EDIT I've managed to improve the performance of the cuda kernel by 10% now it runs 2000M/sec, with chatGPT. Check out this
colab. I hope it still works...
lifelib/cuda2/qufince_kernel.cu
Code: Select all
#include "qufince.h"
#include "cudagol.h"
#include <chrono>
namespace apg {
__global__ void collision_kernel(const bpattern *things, uint32_t a_start, uint32_t a_end, uint32_t b_start, uint32_t b_end, int gens1, int gens2, uint32_t *sols) {
uint32_t idx = ((threadIdx.x + blockIdx.x * blockDim.x) >> 5) + a_start;
if (idx >= a_end) { return; }
uint4 cx = load_bpattern(things);
uint4 dx = load_bpattern(things + 1);
uint4 ax = load_bpattern(things + idx);
uint32_t bx_x = ax.x, bx_y = ax.y, bx_z = ax.z, bx_w = ax.w;
for (uint32_t jdx = b_start; jdx < b_end; jdx++) {
uint4 bx = load_bpattern(things + jdx);
bx_x |= bx.x;
bx_y |= bx.y;
bx_z |= bx.z;
bx_w |= bx.w;
for (int i = 0; i < gens1; i++) {
bx = advance_torus(bx);
}
uint32_t res = ((bx.x & cx.x) ^ dx.x) | ((bx.y & cx.y) ^ dx.y) | ((bx.z & cx.z) ^ dx.z) | ((bx.w & cx.w) ^ dx.w);
if (hh::ballot_32(res != 0) == 0) {
for (int i = 0; i < gens2; i++) {
bx = advance_torus(bx);
}
res = ((bx.x & cx.x) ^ dx.x) | ((bx.y & cx.y) ^ dx.y) | ((bx.z & cx.z) ^ dx.z) | ((bx.w & cx.w) ^ dx.w);
}
if (hh::ballot_32(res != 0) == 0) {
// solution found!

*Provided records:*
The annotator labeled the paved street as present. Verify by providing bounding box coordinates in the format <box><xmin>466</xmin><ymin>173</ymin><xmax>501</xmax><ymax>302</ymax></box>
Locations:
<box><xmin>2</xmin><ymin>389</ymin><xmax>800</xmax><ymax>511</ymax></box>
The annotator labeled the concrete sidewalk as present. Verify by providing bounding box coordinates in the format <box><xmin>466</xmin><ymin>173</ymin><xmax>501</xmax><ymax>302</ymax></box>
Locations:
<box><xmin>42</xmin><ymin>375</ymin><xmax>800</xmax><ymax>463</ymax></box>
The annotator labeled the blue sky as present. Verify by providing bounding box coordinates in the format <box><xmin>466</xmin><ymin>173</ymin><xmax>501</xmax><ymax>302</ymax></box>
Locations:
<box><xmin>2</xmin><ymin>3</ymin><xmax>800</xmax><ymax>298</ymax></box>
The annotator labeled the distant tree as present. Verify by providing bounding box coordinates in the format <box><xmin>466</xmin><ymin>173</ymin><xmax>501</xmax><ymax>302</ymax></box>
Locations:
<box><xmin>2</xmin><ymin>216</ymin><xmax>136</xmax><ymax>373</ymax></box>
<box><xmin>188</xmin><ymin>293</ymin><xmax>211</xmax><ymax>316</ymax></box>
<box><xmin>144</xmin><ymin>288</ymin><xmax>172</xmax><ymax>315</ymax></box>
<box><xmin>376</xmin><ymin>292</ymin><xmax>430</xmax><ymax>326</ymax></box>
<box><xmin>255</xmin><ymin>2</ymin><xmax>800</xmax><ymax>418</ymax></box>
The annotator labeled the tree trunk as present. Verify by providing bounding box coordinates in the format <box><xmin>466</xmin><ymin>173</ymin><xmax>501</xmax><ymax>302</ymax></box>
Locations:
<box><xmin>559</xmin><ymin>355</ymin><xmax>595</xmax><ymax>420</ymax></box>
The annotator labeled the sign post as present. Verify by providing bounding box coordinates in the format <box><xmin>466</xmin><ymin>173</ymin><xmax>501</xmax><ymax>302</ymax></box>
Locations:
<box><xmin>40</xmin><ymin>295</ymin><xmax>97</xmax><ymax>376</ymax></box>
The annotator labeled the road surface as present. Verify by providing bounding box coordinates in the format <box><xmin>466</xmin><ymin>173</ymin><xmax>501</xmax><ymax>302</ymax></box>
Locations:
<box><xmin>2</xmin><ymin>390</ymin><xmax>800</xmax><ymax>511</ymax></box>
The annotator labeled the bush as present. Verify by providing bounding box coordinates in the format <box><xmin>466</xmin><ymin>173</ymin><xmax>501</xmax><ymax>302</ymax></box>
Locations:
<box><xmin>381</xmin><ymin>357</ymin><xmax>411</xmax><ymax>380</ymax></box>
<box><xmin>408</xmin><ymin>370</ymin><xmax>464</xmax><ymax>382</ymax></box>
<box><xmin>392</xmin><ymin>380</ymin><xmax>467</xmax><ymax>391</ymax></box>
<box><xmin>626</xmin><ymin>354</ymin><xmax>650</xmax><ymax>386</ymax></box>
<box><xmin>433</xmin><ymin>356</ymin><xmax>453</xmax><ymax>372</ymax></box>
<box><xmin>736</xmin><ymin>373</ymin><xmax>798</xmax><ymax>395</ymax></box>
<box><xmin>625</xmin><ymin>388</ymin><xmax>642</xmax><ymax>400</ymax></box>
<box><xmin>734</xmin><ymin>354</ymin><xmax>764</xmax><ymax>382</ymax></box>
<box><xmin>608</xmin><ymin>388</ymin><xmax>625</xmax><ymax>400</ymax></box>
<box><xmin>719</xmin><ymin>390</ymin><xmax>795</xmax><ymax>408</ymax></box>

*Task objective:* Using the CUDA forum post above, state whether each statement agrees with it. Give yes or no for each, followed by the deciding words of the post, quoted exactly. (a) The poster reports a 10% improvement in the kernel's performance. (b) The kernel function defined in the code is named collision_kernel. (c) The poster states with certainty that the linked colab works.

*Output of the task:*
(a) Yes: "I've managed to improve the performance of the cuda kernel by 10%"
(b) Yes: "__global__ void collision_kernel("
(c) No: "I hope it still works..."